═════ PAGE TEXT

XML Schema Part 2: Datatypes; comment on the decimal datatype

XML Schema Part 2: Datatypes
W3C Candidate Recommendation 24 October 2000
Comment on decimal datatype [section 3.2.5]
============================================

IBM would like to request two small, but critical, changes to the XML
Schema decimal datatype description

1. (Essential)

   Currently the scale of decimal numbers is restricted to be zero or
   positive.  It is requested that this restriction be removed (that is,
   in 2.4.2.11 the value of scale must be an integer, not a
   nonNegativeInteger) for the following reasons:

   a) The current specification allows the representation of very small
      numbers (for example 1E-100) but does not permit the efficient
      representation of even moderately large numbers (for example 13
      billion, or 13E+9), even though such numbers are common in
      commerce.  Allowing positive exponents (negative scales) will
      correct the specification so both large and small numbers can be
      represented equally efficiently.

   b) The current specification is only suitable for representing
      limited range, fixed point, decimal numbers.  Removing the
      restriction will make the representation general, and allow
      practical floating point operations on XML Schema decimal numbers.

   c) Removing the restriction will make conversions between the floating
      binary datatypes and the decimal datatype more efficient and less
      likely to raise exceptions.  For example, a binary floating point
      number approximates a number such as 1E+100 in a few bytes; when
      this is converted to XML Schema decimal it would require 101
      characters, which could exceed implementation limits.  However,
      an exact representation requires only six characters (with only
      one digit of precision being needed, which would be within the
      capabilities of any implementation).

2. (Highly desirable)

   The lexical representation of decimal numbers (3.2.5.1) is currently
   restricted to be a subset of that of binary numbers.  It is proposed
   that the representation of decimal numbers be made the same as for
   binary numbers (3.2.3.1 for float, and 3.2.4.1 for double), for the
   following reasons:

   a) The current proposal has different lexical rules for binary and
      decimal numbers.  This distinction is an unnecessary complication
      which imposes a confusing and artificial syntax grammar; a single
      syntax will simplify the Schema and reduce implementation costs.

   b) At present, if a number is naturally expressed as a number with an
      exponent (for example, 1.3 billion might be written as 1.3E+9) the
      Schema requires that it be expanded to a plain integer form
      (1300000000) which is less efficient, hard to read, and
      error-prone.  This transformation also loses any conventional
      indication of significance.

══════════

*DIRECTIVES:*
a: Gather every line in the listing below that contains the string "green", and copy each one out.
b: Extend the comment on the XML Schema decimal datatype above, picking up right after its final sentence.

═════ RECORDS FOR THE EXERCISE

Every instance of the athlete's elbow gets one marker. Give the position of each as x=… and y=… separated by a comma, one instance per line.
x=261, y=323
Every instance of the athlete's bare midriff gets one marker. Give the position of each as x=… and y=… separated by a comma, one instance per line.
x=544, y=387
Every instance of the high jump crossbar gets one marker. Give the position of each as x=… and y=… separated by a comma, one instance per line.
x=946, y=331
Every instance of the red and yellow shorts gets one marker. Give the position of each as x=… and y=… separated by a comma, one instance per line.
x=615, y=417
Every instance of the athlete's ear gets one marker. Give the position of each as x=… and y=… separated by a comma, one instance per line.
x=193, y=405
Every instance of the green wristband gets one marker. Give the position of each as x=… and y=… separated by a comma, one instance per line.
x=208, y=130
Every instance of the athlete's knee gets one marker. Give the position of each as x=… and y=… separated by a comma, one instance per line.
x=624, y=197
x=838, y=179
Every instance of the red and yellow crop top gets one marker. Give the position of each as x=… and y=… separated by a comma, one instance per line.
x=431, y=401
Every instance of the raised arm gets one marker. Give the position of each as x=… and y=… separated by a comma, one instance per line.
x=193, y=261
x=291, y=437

══════════
═════ RECORDS FOR THE EXERCISE

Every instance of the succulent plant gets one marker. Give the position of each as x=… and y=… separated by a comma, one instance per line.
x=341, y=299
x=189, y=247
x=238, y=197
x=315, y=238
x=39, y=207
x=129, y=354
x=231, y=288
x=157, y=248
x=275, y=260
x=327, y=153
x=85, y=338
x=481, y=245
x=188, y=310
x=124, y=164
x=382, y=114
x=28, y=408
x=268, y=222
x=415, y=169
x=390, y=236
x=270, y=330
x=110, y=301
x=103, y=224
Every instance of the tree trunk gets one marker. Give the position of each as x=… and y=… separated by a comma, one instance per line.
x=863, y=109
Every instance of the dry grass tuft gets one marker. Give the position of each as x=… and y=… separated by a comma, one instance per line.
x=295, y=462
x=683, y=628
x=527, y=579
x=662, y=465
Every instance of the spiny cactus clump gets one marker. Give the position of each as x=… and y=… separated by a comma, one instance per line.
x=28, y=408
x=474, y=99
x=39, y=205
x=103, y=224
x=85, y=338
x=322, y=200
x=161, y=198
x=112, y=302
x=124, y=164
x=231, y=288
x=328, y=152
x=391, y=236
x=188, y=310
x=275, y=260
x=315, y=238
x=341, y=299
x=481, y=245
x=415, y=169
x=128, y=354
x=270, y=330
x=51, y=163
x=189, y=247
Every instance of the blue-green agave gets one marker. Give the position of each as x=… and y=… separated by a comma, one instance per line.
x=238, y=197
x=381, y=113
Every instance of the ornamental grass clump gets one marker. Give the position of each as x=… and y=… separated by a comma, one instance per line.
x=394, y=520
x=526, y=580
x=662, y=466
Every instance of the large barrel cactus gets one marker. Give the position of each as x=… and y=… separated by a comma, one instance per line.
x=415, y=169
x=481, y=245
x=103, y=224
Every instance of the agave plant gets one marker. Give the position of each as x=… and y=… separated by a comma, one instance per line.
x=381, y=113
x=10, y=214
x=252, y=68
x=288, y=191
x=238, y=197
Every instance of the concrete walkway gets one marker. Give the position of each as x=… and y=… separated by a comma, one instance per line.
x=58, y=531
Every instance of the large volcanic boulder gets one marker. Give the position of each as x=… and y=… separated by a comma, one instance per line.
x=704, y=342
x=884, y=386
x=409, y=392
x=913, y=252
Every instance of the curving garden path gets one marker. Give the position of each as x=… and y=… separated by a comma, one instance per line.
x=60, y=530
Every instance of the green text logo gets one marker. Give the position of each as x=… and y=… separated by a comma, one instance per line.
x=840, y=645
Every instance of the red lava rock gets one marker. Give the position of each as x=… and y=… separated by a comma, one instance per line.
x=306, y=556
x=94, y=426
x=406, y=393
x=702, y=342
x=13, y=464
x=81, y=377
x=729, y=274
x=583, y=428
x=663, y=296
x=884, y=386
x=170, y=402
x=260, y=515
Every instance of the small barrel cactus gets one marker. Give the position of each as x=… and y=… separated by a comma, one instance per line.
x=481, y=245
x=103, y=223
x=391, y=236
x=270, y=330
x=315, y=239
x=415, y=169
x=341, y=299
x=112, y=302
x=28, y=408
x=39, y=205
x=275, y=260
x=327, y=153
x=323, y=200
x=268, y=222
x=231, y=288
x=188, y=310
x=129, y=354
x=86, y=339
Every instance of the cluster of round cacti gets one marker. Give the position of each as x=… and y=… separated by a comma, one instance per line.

══════════

*RESULTS OF THE EXERCISE:*
a:
Every instance of the green wristband gets one marker. Give the position of each as x=… and y=… separated by a comma, one instance per line.
Every instance of the blue-green agave gets one marker. Give the position of each as x=… and y=… separated by a comma, one instance per line.
Every instance of the green text logo gets one marker. Give the position of each as x=… and y=… separated by a comma, one instance per line.

b:
   c) Similarly, small numbers (such as 1E-100) can be efficiently
      represented in the schema, yet in order to be visualized have to
      be expanded with leading zeros (one hundred, in this case).  This
      is inefficient, hard to read, and error-prone.

   d) It is usual to define a conversion between binary and decimal
      numbers as a conversion from binary to string form, and then from
      that string form to decimal (or vice versa).  If decimal numbers
      cannot be expressed using exponential form, these 'round trips'
      are impossible in one direction and impractical in the other.
      As specified, one lexical syntax of numbers defined by the XML
      Schema is incompatible with another.

   e) At present, exponential notation can only be used for binary
      floating point numbers.  Since these can only approximate many
      decimal fractions, the Schema has no mechanism for handling
      numbers in exponential notation precisely, other than as character
      strings.


Supporting information:

1. The Java class library has a BigDecimal class which has similar
   restrictions to the proposed XML Schema.  This has proved to be so
   disadvantageous that numerous companies have supported IBM's request
   to remove the restriction.  For details, see the Java Specification
   Request JSR-13, at

     http://www2.hursley.ibm.com/decimalj/jsr-decimal.html

   which lists a representative selection of those companies, and
   expands on the rationale.  This JSR has been approved by Sun and is
   expected to result in an improved BigDecimal class in due course.

2. The W3C XForms working group would very much welcome full support for
   decimal datatypes in XML Schema.  Numbers are entered in decimal,
   displayed in decimal, and increasingly are stored in decimal.  Many
   users are confused when calculations (based upon binary arithmetic)
   deliver different results from the way they were taught at school.
   The performance degradation incurred by using decimal instead of
   binary arithmetic is expected to be insignificant for forms-based
   applications, where much processing takes place in the client.

3. Programming languages and their libraries increasingly support
   floating point or wide-range decimal numbers.  These include Java
   (see above), COBOL, the Rexx family, C#, application libraries for C,
   C++, and Ada, and many scripting languages.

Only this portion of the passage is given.